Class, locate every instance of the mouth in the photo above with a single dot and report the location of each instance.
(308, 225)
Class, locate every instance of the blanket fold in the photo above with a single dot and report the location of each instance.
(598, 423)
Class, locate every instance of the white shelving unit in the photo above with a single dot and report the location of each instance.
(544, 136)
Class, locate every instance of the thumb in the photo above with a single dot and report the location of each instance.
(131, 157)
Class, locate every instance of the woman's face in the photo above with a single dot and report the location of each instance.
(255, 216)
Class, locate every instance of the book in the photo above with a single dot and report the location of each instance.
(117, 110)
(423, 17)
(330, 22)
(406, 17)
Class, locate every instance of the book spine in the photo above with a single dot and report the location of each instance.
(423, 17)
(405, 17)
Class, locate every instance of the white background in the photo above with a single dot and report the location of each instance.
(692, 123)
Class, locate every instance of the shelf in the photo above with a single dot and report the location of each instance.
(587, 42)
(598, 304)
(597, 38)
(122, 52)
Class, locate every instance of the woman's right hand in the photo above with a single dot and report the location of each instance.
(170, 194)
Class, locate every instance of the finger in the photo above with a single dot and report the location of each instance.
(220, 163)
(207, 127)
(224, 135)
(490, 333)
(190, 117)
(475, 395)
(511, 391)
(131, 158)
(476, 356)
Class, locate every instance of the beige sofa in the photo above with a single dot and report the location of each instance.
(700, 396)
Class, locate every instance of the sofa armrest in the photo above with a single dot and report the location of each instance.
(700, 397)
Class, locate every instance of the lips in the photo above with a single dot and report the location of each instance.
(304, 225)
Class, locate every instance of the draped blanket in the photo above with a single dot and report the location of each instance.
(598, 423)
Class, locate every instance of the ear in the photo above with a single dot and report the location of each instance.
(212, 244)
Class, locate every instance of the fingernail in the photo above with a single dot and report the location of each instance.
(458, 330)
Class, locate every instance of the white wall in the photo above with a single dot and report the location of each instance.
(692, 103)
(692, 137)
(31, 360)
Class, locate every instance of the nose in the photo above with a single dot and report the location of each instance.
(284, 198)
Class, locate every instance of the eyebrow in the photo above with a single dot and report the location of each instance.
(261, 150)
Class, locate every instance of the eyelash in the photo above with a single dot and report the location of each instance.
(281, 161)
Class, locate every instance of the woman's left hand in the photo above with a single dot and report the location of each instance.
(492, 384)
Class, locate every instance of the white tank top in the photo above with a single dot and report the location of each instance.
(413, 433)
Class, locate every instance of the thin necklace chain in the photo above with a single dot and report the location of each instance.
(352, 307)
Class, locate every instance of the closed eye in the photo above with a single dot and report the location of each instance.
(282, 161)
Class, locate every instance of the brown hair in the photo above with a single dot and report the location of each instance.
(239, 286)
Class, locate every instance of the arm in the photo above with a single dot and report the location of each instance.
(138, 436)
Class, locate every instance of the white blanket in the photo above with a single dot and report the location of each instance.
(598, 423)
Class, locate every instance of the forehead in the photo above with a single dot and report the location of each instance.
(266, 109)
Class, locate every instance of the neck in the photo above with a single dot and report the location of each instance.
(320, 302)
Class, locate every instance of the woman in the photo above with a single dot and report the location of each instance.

--

Stated task: From the first line to the last, retype the data exactly.

Exercise answer:
Class, locate every instance of the mouth in the photo above with a single dot and report the location of each instance.
(308, 225)
Class, locate every instance of the blanket fold in the photo above with a single dot and report the location of each instance.
(598, 423)
Class, locate every instance of the white shelving unit in the photo above with a single dot and report the location of each instance.
(544, 136)
Class, locate every instance of the thumb in the photo above with a single dot and report the location of each instance.
(131, 157)
Class, locate every instance of the woman's face in the photo above with a single dot and report the location of each instance.
(255, 216)
Class, locate every instance of the book in the photo above with a single dot and report the location of each instance.
(117, 110)
(423, 17)
(330, 22)
(406, 17)
Class, locate every instance of the book spine in the photo above with a single dot and report the location of each instance.
(423, 17)
(405, 17)
Class, locate every instance of the white background in the photo above with a single dot and report the location of each instance.
(692, 123)
Class, locate every instance of the shelf in the photo above with a single dot and report the location of each instance.
(587, 42)
(598, 304)
(597, 38)
(122, 52)
Class, locate every instance of the woman's right hand in the photo above with a single dot and report the location of each instance.
(170, 194)
Class, locate every instance of the finger in the photo above with a single dot and report the location of each instance.
(220, 163)
(207, 127)
(224, 135)
(490, 333)
(190, 117)
(475, 395)
(511, 391)
(131, 158)
(476, 356)
Class, locate every instance of the beige sofa in the photo above with a single dot and report the location of each instance.
(700, 396)
Class, locate every instance of the sofa armrest in the photo above with a single dot and report the location of each instance.
(700, 397)
Class, locate every instance of the lips in the photo above with a single dot and report the location of each instance.
(304, 225)
Class, locate every instance of the draped blanket in the photo above with a single dot and report the location of each instance.
(598, 423)
Class, locate every instance of the ear in the photo above with a single dot and report the location of each instance.
(212, 244)
Class, locate every instance of the fingernail in the photo above with a single dot and report the location of each instance.
(458, 330)
Class, locate every instance of the white wall in the photo above with a single dot and report the location of each instance.
(692, 103)
(692, 137)
(31, 360)
Class, locate every instance of the nose in the photo above with a single dot and report the location of each instance.
(284, 198)
Class, locate every instance of the eyebrow in the photo above with a single dot and report the location of each instance.
(261, 150)
Class, locate every instance of the eyelash in the photo above with a single dot and report the location of each instance.
(281, 161)
Class, locate every instance of the woman's left hand in the photo above with a single dot and report the location of each instance.
(492, 384)
Class, locate every instance of the white tank top in the photo above with a single dot and report the location of each instance.
(413, 433)
Class, locate every instance of the thin necklace chain in the photo above with a single dot and report the location of each instance.
(352, 307)
Class, locate every instance of the closed eye in the photo above with a single dot and report the location of each instance.
(282, 161)
Class, locate every instance of the brown hair in the photo above with a single dot and report the location of each instance.
(239, 286)
Class, locate every instance of the arm in the photo above with a single dot and report the location of each instance.
(138, 436)
Class, locate every instance of the white blanket in the photo above with a single dot and report the location of each instance.
(598, 423)
Class, locate every instance of the forehead in the photo above with a single dot and report the location of each instance.
(266, 109)
Class, locate every instance of the neck in the photo above with a single dot and report the location of each instance.
(320, 302)
Class, locate every instance of the woman in the photo above with a single dot and report the location of each instance.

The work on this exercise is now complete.